Entries taken from a collection
+++
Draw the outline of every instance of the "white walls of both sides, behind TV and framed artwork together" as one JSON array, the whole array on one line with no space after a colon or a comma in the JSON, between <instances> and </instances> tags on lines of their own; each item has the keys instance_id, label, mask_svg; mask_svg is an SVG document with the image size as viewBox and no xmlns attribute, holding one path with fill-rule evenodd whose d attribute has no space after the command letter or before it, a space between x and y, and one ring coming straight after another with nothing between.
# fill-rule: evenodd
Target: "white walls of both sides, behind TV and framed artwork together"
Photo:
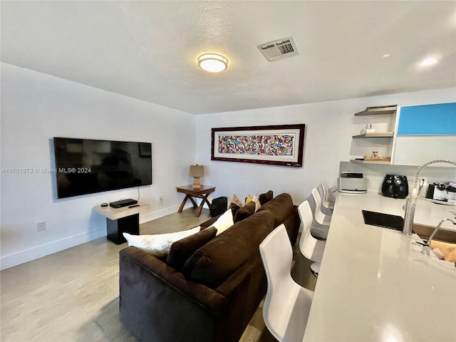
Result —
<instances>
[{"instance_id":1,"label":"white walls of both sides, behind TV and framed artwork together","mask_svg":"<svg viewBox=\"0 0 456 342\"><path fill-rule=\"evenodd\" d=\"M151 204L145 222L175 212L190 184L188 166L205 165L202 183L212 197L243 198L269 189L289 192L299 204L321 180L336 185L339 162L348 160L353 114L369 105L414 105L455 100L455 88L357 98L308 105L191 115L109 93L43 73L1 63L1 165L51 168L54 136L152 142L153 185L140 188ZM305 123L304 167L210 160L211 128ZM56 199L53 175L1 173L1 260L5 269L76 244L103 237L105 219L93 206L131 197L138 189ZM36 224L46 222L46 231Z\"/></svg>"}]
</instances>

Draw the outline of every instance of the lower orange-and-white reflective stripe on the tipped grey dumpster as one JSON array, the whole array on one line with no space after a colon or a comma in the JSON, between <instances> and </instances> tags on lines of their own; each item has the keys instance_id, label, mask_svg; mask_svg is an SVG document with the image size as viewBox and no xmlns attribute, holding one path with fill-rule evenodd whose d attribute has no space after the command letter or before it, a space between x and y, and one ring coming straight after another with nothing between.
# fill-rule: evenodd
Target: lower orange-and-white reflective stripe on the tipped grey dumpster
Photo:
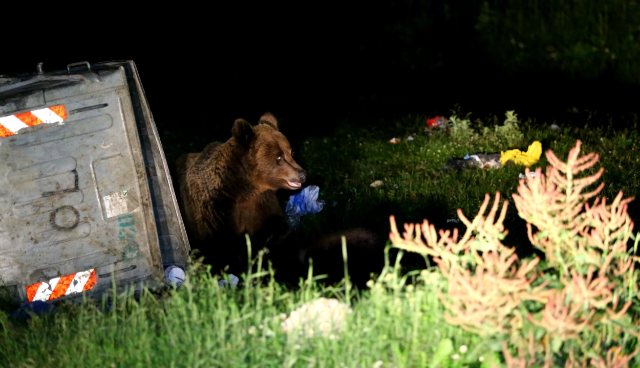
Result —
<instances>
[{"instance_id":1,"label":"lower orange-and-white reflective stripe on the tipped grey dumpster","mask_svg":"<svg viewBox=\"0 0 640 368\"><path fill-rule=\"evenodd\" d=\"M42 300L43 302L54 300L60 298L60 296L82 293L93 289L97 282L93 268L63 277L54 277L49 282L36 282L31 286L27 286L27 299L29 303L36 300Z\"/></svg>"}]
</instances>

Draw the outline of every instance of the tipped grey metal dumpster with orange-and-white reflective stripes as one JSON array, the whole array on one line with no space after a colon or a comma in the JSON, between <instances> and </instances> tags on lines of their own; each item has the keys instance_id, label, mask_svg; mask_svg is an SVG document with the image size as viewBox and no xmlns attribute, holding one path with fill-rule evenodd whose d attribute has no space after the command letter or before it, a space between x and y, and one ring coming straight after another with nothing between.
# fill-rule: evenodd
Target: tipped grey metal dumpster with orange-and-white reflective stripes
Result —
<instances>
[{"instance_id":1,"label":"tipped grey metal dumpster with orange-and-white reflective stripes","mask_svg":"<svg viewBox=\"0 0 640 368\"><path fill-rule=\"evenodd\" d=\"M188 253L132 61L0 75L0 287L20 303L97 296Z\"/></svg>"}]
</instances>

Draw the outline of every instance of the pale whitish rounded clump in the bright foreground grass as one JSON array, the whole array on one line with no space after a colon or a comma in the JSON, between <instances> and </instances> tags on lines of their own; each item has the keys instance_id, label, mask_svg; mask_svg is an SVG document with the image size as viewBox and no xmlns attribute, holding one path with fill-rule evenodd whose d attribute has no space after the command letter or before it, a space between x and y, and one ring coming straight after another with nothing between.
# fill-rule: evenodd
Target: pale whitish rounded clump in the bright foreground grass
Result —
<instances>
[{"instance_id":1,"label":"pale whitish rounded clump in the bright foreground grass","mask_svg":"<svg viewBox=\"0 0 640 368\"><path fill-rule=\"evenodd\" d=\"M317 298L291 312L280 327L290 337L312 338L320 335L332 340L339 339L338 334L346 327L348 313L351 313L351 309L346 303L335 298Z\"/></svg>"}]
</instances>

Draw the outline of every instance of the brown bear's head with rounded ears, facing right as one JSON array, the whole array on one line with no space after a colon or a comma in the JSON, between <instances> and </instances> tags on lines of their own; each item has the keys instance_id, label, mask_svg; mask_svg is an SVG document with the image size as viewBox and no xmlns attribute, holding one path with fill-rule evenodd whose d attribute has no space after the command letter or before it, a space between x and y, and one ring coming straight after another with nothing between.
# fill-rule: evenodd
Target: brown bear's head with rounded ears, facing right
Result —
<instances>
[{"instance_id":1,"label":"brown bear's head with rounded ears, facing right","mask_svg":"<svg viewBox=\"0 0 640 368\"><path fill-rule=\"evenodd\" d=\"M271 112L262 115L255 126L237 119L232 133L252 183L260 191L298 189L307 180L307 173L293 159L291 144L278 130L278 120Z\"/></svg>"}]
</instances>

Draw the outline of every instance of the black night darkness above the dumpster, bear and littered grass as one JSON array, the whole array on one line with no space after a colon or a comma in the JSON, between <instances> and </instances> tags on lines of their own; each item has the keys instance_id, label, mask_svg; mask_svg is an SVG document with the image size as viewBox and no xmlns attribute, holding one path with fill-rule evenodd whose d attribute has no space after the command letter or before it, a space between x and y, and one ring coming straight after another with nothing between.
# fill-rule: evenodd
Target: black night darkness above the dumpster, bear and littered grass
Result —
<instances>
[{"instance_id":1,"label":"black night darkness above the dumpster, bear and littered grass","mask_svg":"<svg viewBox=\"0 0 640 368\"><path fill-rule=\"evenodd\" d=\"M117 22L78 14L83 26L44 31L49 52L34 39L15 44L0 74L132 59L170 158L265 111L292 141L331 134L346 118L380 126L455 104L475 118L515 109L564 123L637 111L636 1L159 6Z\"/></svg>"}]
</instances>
+++
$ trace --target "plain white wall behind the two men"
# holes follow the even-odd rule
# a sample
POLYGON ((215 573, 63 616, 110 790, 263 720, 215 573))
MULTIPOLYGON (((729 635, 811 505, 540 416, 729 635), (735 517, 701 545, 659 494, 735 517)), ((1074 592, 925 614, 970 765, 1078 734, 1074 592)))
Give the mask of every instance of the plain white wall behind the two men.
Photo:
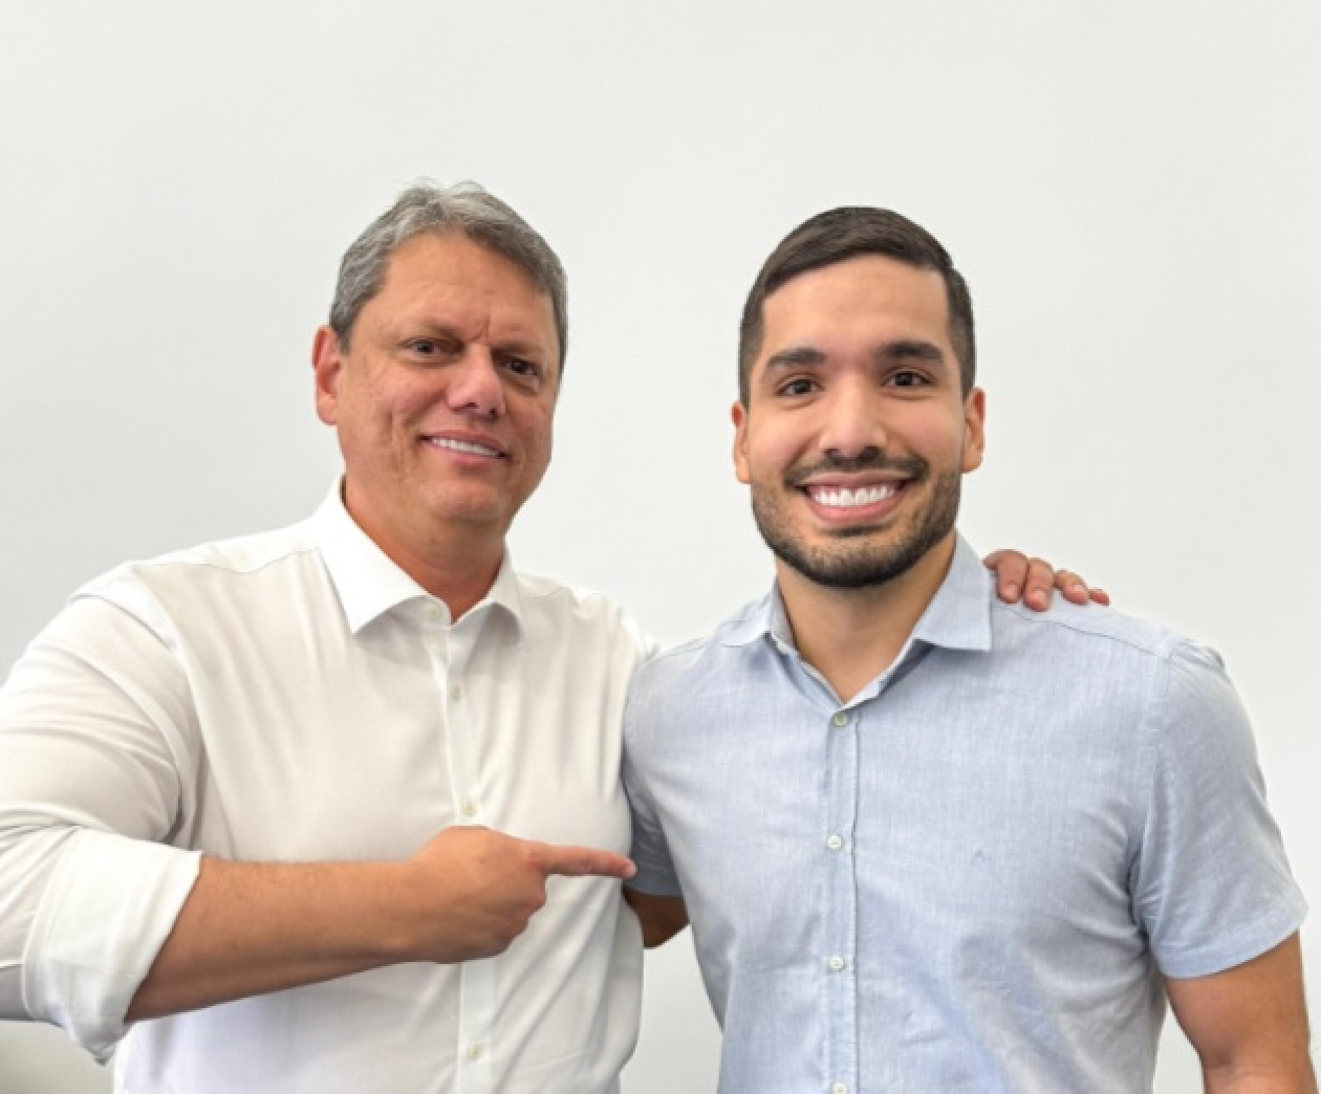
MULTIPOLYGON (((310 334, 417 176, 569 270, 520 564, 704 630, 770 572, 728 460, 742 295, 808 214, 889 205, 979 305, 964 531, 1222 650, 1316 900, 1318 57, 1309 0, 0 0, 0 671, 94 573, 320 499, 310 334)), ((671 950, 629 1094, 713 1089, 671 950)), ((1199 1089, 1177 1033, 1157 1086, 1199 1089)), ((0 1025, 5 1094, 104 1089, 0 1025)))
+++
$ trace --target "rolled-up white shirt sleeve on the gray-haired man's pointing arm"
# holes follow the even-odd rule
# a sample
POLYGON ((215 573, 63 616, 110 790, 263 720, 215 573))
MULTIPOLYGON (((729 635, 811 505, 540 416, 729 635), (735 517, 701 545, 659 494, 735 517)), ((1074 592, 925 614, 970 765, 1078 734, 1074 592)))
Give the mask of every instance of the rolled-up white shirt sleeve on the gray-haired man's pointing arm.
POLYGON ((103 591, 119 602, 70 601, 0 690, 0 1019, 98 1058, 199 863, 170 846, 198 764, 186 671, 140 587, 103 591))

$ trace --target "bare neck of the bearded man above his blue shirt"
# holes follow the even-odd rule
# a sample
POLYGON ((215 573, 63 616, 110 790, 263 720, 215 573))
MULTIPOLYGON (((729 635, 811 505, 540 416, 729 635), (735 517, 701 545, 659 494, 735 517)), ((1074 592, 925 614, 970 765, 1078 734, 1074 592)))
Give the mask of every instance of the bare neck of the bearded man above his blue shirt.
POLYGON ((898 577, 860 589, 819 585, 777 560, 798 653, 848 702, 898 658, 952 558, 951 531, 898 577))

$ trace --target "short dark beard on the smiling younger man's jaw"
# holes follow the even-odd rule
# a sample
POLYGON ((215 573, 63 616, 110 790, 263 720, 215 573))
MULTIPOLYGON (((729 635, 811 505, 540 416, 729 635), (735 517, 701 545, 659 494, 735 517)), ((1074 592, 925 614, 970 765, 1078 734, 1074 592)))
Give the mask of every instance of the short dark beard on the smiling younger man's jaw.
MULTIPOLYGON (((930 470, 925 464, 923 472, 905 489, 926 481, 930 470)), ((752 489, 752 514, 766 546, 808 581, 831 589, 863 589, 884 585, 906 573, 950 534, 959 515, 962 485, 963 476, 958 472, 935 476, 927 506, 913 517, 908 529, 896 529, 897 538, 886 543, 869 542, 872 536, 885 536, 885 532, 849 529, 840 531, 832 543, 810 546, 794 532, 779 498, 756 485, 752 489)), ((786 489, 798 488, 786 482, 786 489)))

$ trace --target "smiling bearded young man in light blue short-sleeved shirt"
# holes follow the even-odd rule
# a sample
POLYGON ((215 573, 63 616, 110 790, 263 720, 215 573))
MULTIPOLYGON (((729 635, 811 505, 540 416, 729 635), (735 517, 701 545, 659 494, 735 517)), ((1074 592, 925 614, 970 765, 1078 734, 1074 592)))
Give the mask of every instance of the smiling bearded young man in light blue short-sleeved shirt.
+++
• **The problem**
Please return every line of the records that contains the word "light".

• **Answer section**
$ trace --target "smiling bearded young man in light blue short-sleeved shirt"
Give the mask of every instance of the smiling bearded young man in light blue short-sleeved shirt.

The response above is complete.